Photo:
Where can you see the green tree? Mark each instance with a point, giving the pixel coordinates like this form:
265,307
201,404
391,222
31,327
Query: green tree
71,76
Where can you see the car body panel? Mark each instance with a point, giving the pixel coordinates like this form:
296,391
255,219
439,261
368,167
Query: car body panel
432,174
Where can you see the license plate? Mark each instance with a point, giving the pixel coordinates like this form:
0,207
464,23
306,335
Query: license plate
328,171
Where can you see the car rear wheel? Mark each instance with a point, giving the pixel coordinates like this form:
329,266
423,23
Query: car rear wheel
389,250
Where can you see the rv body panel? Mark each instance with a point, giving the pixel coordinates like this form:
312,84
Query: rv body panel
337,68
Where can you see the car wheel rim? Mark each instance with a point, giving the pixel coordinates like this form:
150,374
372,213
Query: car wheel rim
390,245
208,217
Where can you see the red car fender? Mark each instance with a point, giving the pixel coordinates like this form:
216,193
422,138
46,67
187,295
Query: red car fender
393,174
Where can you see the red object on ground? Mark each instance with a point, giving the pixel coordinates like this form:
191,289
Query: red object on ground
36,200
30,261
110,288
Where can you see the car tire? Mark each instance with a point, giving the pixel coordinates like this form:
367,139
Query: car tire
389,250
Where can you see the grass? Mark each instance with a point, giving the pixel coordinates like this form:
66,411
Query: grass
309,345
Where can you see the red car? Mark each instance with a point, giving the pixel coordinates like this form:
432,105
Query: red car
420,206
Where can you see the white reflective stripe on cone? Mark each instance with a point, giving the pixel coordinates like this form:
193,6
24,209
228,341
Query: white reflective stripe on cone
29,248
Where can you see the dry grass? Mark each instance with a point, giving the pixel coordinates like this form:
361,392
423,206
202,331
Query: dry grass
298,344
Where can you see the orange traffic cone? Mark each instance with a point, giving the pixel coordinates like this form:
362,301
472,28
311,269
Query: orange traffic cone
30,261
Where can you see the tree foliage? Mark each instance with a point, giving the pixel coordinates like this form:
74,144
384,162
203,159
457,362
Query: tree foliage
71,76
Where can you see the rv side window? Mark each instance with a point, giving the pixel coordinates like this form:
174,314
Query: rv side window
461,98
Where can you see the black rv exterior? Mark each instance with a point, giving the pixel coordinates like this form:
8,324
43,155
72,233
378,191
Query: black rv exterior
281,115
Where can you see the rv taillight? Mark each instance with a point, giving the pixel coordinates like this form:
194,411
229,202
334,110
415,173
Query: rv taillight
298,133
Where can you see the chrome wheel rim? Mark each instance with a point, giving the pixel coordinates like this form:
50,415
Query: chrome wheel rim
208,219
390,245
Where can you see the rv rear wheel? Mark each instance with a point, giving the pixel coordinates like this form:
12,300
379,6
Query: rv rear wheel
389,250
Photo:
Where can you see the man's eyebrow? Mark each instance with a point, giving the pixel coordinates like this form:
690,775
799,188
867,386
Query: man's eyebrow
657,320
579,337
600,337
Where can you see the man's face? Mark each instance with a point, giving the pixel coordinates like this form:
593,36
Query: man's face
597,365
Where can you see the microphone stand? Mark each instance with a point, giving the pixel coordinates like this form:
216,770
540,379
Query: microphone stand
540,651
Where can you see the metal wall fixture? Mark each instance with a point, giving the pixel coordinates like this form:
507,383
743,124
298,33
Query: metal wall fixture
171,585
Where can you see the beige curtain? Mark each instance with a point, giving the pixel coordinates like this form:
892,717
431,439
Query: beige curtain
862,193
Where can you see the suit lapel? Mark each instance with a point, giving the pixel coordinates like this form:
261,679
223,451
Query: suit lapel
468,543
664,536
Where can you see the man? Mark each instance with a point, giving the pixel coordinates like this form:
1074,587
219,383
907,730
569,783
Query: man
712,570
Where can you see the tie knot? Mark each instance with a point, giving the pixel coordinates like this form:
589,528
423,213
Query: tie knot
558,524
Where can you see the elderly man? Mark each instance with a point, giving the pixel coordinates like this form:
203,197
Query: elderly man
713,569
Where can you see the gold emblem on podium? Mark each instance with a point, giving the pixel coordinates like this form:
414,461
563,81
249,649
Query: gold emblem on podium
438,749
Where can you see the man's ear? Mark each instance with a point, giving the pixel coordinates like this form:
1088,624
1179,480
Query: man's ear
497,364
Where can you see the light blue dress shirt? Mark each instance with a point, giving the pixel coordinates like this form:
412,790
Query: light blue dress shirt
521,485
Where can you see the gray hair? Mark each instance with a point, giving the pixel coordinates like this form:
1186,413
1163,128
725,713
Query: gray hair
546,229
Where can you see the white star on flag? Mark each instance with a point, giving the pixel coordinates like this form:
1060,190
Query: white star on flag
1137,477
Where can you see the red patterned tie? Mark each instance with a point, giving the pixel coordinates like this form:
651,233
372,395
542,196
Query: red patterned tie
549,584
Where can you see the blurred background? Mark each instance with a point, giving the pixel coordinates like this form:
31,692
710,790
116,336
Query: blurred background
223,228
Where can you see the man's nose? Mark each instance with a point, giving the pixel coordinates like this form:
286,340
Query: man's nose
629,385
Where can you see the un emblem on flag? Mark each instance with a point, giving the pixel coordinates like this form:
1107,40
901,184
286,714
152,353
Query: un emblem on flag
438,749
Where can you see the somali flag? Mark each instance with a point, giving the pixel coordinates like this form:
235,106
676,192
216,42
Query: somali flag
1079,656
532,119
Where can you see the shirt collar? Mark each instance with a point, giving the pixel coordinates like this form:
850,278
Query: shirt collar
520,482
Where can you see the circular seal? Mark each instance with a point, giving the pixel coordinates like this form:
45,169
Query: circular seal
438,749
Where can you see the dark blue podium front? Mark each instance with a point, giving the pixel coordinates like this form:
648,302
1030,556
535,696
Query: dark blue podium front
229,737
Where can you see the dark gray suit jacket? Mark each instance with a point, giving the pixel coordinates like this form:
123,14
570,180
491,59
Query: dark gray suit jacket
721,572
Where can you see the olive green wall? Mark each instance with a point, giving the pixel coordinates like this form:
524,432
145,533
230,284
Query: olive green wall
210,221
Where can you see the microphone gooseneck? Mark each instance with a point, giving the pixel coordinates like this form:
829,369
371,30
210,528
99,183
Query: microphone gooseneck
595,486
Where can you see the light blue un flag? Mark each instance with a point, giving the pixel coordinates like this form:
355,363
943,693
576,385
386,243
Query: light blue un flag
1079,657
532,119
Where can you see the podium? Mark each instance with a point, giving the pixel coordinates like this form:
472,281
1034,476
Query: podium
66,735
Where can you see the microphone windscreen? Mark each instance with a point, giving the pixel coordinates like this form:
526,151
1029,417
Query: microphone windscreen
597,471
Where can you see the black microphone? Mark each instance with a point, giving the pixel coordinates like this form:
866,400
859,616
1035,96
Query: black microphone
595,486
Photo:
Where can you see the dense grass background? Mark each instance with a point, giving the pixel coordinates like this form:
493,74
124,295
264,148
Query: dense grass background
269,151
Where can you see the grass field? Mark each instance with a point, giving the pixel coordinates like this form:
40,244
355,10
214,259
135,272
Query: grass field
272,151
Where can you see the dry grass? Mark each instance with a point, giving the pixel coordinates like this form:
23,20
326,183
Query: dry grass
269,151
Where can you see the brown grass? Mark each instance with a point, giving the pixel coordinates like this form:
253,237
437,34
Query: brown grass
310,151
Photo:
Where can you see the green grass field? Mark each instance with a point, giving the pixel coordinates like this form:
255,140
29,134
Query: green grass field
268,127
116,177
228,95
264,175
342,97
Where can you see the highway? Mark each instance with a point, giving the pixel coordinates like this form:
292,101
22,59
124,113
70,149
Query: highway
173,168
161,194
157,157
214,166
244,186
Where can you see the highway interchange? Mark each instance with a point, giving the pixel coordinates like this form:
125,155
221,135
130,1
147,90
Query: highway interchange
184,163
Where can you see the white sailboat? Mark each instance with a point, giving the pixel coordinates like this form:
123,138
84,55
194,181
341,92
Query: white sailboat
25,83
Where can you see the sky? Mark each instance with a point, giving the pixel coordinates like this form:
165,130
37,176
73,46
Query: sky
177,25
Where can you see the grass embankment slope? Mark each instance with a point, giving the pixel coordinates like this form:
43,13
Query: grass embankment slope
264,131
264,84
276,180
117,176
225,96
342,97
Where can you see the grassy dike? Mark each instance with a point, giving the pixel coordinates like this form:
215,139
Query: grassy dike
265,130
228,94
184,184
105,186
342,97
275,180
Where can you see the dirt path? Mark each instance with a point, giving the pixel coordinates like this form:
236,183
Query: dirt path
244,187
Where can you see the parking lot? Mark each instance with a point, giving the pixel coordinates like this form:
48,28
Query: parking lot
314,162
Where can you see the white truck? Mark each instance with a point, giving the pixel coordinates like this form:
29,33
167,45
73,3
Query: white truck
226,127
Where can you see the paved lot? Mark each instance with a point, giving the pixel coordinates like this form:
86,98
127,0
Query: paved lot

◇ ◇ ◇ ◇ ◇

* **EXERCISE AIM**
Copy the lines above word for word, from the line containing "Where can you see the grass embankment" through the final line, with both ends included.

* **EXPECTED ANSWER**
Where can you see the grass embankment slope? Mark each instance with a point, giving the pixel coordinates like this form:
43,13
Query: grass embankment slope
264,131
264,84
276,180
117,176
225,96
342,97
Where can you see the grassy dike? Mark each instance with a point, giving the pixel coordinates like this form:
215,139
Query: grassy dike
265,130
228,94
184,184
105,186
342,97
275,180
Where can you see the dirt path? Mark each instance with a point, giving the pixel coordinates like this form:
236,183
Query: dirt path
244,187
Where can you see the parking lot? Mark each instance with a point, giving the pixel coordinates like this form:
48,28
Query: parking lot
314,162
Where can you see the white truck? Mark each instance with a point, giving the pixel coordinates like this form:
29,33
167,45
73,3
Query: white truck
226,127
Where can you see the paved lot? Mark each instance with a point, giving the pixel coordinates like this form:
86,98
127,0
Query: paved lot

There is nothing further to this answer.